*Provided data*
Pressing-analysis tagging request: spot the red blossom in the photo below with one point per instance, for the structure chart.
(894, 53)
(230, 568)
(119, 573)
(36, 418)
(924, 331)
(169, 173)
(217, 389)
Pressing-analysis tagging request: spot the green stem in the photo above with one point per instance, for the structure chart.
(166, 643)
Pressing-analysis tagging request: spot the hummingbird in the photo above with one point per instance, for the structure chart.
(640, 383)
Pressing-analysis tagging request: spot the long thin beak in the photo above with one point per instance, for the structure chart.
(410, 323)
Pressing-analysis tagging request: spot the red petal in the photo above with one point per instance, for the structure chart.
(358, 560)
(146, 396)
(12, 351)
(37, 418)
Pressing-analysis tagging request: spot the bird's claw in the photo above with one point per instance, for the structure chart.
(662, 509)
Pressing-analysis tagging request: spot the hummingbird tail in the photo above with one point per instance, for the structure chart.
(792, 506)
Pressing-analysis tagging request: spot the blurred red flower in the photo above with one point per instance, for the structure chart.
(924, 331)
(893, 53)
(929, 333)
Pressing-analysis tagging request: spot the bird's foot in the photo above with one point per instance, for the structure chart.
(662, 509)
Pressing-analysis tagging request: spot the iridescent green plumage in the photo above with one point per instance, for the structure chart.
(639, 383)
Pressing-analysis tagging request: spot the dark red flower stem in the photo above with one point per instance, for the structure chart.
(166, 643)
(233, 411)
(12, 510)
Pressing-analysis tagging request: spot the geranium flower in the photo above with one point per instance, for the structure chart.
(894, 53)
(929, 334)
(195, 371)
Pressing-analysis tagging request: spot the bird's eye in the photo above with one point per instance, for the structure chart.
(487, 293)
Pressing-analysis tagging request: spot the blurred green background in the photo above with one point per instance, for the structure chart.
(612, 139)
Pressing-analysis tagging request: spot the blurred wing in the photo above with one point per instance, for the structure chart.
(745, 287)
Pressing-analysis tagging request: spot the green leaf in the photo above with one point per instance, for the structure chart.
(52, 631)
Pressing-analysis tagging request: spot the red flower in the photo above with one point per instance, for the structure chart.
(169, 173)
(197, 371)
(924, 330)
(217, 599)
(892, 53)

*Problem to solve*
Arrange all the lines of the items above into a Markdown table with the columns Row and Line. Number the rows in order and leave out any blank lines.

*Correct response*
| Row | Line |
|---|---|
| 1 | Pressing-analysis tagging request: spot the red blossom in the photo below with one point per instance, for the structure chart. |
| 2 | (894, 53) |
| 3 | (230, 568) |
| 4 | (119, 573) |
| 5 | (36, 418) |
| 6 | (924, 331) |
| 7 | (169, 173) |
| 8 | (217, 389) |
| 9 | Pressing-analysis tagging request: spot the green stem in the photo above with one point per instance, for the structure chart. |
| 10 | (166, 643) |
| 11 | Pressing-analysis tagging request: spot the hummingbird in the photo above with one point per instance, for the structure chart. |
| 12 | (640, 383) |
| 13 | Pressing-analysis tagging request: spot the long thin beak in the photo above with one point per instance, for the structure chart. |
| 14 | (410, 323) |
| 15 | Pressing-analysis tagging request: spot the red petal in the photo above with one point per instance, for the structure chart. |
| 16 | (358, 560) |
| 17 | (146, 396) |
| 18 | (12, 351) |
| 19 | (37, 418) |
| 20 | Pressing-analysis tagging request: spot the bird's claw in the photo above with one point per instance, for the structure chart. |
| 21 | (662, 509) |
| 22 | Pressing-analysis tagging request: spot the hummingbird tail in the photo above with one point per instance, for the structure chart. |
| 23 | (792, 506) |
| 24 | Pressing-analysis tagging request: spot the blurred red flower in the photo above with one point per instance, for the structure chart. |
| 25 | (924, 331) |
| 26 | (893, 53) |
| 27 | (929, 333) |
| 28 | Pressing-analysis tagging request: spot the bird's foot in the photo above with one point per instance, for the structure chart. |
| 29 | (662, 509) |
| 30 | Pressing-analysis tagging request: spot the iridescent green plumage in the photo above with one point per instance, for the structure chart. |
| 31 | (639, 383) |
| 32 | Pressing-analysis tagging request: spot the dark red flower stem in the photo above with one point per instance, for the structure chart. |
| 33 | (166, 643) |
| 34 | (233, 411) |
| 35 | (12, 510) |
| 36 | Pressing-analysis tagging request: spot the geranium flower in the photo above with one point per instance, for the structure chart. |
| 37 | (894, 53) |
| 38 | (929, 334) |
| 39 | (195, 371) |
| 40 | Pressing-analysis tagging request: spot the bird's eye in the photo above with one point per instance, for the structure chart. |
| 41 | (487, 293) |
| 42 | Pressing-analysis tagging request: spot the blurred green background in the photo above with one point per instance, for the structure chart. |
| 43 | (612, 139) |
| 44 | Pressing-analysis tagging request: spot the blurred wing in the photo above with one point per instance, for the structure chart. |
| 45 | (745, 287) |
| 46 | Pressing-analysis tagging request: spot the green leaf in the photo above with one point per instance, for the structure chart. |
| 47 | (52, 631) |
| 48 | Pressing-analysis tagging request: spot the red flower in the photo above with one point per instance, for the structure chart. |
| 49 | (169, 173) |
| 50 | (197, 371) |
| 51 | (924, 330) |
| 52 | (217, 599) |
| 53 | (892, 53) |